# [Written instruction]
Reproduce the entries word for word, from their start through the line that contains "pixel 677 278", with both ends included. Leave the pictures out of your answer.

(Data pulled from a collection)
::::::

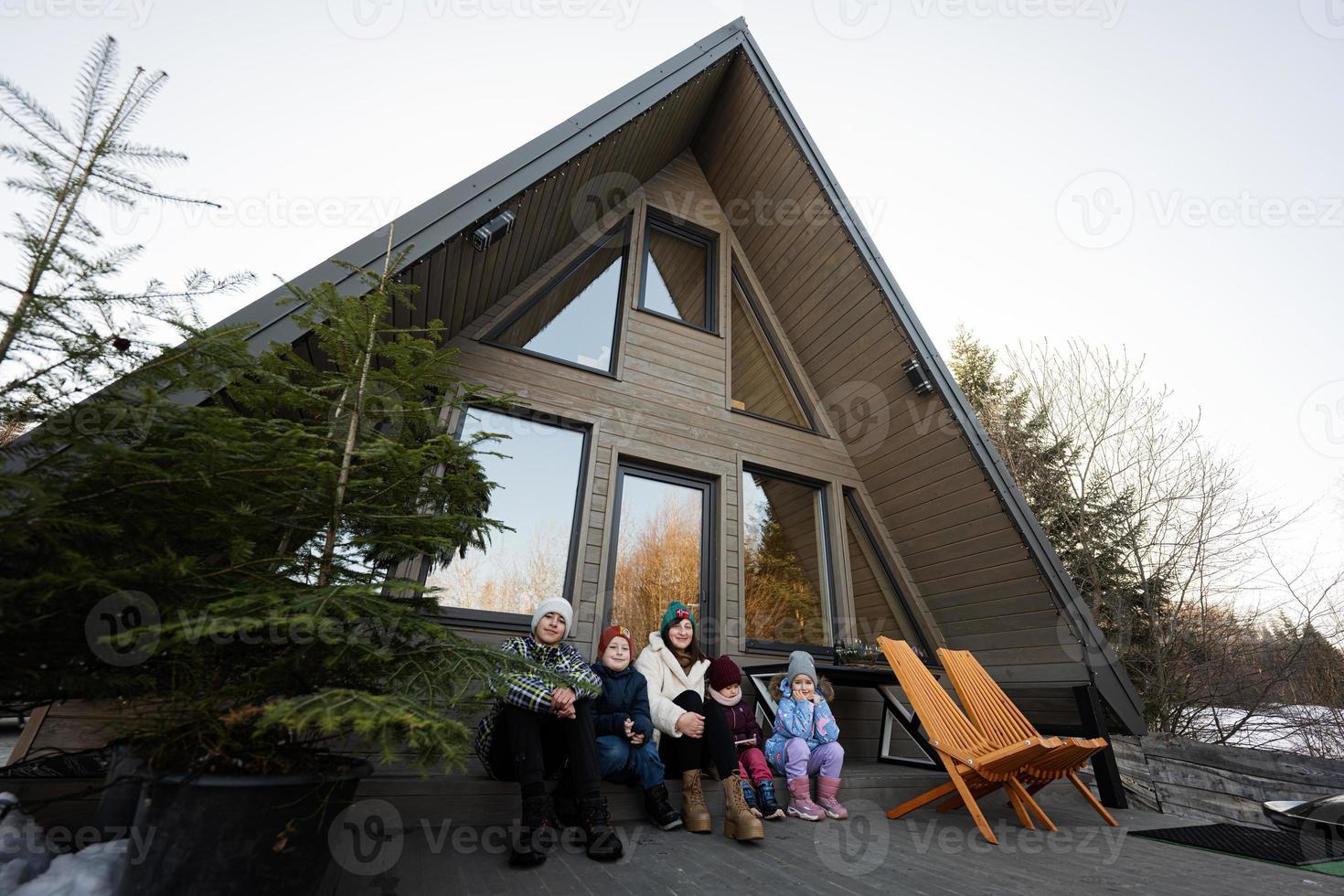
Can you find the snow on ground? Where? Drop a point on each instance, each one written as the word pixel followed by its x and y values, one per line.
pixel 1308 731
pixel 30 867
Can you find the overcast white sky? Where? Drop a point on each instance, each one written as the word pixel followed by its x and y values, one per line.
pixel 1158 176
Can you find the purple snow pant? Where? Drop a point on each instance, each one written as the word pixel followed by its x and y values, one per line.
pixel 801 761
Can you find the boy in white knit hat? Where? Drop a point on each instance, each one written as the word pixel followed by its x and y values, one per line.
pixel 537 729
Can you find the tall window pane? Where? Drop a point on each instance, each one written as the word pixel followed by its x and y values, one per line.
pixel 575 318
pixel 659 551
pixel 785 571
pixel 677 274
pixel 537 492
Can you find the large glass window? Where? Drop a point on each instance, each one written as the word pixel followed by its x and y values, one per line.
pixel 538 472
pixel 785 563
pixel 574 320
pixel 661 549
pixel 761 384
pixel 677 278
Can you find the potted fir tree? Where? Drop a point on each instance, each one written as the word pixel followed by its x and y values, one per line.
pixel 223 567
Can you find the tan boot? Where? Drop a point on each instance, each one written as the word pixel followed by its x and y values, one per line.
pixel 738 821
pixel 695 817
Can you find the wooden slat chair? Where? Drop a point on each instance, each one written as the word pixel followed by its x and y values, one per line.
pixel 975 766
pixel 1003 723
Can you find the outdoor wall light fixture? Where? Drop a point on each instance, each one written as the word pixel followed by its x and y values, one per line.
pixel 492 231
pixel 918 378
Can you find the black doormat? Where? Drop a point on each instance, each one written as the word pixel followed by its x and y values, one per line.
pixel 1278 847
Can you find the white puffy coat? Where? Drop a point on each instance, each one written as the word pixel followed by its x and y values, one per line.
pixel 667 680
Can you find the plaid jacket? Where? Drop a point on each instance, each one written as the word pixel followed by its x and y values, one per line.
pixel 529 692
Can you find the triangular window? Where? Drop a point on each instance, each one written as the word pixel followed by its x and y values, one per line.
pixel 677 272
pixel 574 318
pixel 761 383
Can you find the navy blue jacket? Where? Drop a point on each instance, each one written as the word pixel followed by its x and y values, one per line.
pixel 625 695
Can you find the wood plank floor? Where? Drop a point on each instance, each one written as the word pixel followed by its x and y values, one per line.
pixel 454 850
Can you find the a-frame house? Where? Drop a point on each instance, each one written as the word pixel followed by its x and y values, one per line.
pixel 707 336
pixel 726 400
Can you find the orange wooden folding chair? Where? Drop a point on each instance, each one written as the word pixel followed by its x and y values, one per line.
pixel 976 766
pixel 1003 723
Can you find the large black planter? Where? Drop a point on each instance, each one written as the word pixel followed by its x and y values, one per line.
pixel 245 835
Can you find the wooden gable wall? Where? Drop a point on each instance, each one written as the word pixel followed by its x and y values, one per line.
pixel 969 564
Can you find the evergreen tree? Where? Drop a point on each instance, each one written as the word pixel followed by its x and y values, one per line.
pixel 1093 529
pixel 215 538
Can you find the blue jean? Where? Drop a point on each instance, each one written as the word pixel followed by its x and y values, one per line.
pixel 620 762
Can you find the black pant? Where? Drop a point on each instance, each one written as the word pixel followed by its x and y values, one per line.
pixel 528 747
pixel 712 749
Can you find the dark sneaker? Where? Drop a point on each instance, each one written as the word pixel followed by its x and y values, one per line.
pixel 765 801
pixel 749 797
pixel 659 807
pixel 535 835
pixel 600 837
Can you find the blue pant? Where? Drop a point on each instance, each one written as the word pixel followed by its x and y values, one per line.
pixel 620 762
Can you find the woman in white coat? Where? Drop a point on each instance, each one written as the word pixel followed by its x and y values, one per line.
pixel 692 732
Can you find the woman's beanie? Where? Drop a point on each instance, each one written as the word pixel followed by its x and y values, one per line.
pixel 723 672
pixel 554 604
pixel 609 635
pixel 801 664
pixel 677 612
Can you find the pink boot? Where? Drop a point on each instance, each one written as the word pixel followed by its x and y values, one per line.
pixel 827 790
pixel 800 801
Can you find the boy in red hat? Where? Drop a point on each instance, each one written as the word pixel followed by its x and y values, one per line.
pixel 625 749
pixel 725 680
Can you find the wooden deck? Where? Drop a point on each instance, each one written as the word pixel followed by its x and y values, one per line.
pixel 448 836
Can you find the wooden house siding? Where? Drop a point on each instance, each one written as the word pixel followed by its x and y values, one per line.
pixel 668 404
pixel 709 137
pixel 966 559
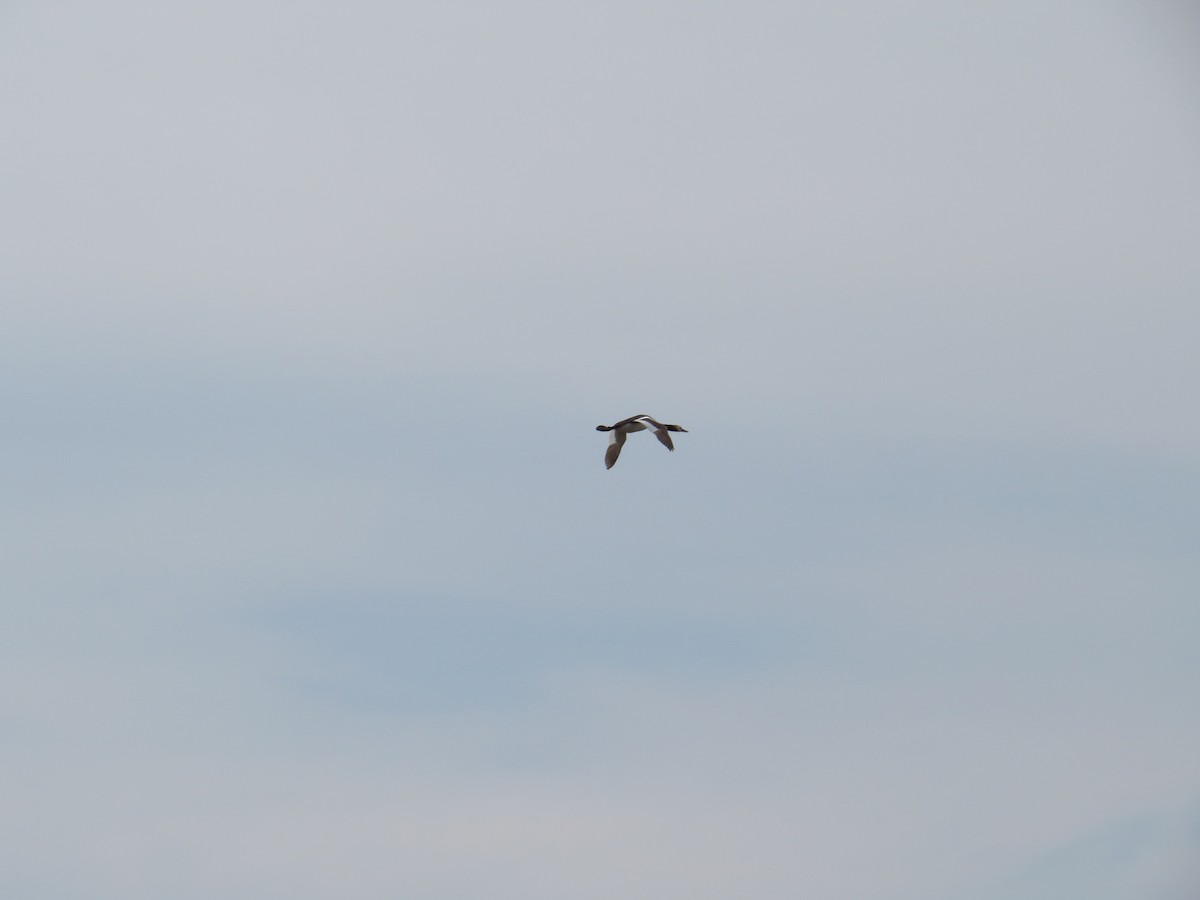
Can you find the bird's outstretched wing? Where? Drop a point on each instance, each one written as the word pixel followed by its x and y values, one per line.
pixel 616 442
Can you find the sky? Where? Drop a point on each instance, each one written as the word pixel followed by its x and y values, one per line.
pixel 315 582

::::::

# [The output]
Can you find the snow on ground? Where? Drop a point on each instance, each one written as the word pixel followed by its x and y values, one per line.
pixel 1308 731
pixel 30 867
Can you find the overcast white sky? Where? Drop a point on each instance, each one written as the word pixel followed by its x and y values, one per line.
pixel 1158 176
Can you find the purple snow pant? Where? Drop a point on each instance, each one written as the word pixel followed by its x and y values, one per line.
pixel 801 761
Can you find the boy in white knit hat? Where? Drop a point on each instance, each one written as the word pixel followed by its x and y values, one per line.
pixel 537 729
Can you find the tall window pane? Where? Drop a point on each instance, each one written as the word pixel followed by its x and y values, one per line.
pixel 575 318
pixel 659 551
pixel 785 571
pixel 677 274
pixel 537 492
Can you find the large glass window? Where? Drop a point on each instance, each one written as the word pixel followed by its x and y values, one per line.
pixel 538 472
pixel 785 563
pixel 574 320
pixel 661 549
pixel 761 384
pixel 677 278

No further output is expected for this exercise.